*Input*
* start *

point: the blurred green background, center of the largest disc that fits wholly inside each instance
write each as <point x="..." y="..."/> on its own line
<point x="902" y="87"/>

* end *
* start *

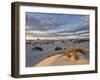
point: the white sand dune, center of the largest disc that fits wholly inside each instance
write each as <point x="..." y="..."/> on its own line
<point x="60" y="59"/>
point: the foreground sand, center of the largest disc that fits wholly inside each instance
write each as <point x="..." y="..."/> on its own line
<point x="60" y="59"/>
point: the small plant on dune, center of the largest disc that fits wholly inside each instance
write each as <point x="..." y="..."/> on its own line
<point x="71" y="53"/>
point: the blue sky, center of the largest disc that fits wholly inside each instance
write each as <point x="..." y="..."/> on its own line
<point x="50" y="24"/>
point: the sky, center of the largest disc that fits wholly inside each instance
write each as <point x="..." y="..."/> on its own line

* end *
* start *

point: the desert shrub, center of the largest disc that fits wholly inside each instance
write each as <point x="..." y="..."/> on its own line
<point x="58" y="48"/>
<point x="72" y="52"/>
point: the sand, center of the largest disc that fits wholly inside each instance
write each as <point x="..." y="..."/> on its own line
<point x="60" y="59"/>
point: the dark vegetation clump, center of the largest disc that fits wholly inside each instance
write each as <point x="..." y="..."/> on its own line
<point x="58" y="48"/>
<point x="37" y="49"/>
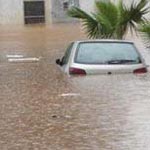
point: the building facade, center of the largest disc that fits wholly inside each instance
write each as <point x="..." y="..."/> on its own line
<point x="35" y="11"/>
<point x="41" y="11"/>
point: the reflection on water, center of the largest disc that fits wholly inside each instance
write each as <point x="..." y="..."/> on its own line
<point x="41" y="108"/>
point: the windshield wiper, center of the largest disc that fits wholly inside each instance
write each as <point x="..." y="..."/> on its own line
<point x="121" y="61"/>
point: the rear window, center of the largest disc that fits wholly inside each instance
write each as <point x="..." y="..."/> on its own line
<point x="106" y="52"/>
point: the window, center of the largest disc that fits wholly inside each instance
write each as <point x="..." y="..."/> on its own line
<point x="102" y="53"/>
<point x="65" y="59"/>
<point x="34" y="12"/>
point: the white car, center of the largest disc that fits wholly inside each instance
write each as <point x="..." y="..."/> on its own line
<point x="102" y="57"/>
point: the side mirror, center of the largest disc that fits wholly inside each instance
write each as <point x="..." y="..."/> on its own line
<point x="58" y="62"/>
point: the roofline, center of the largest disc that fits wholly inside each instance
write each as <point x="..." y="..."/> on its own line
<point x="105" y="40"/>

* end *

List each line of the listing that contains the word "dune", copying every such line in full.

point: the white sand dune, center of the largest disc that fits wholly inside each instance
point: the small plant on dune, center of the largest disc that fits wholly inside each instance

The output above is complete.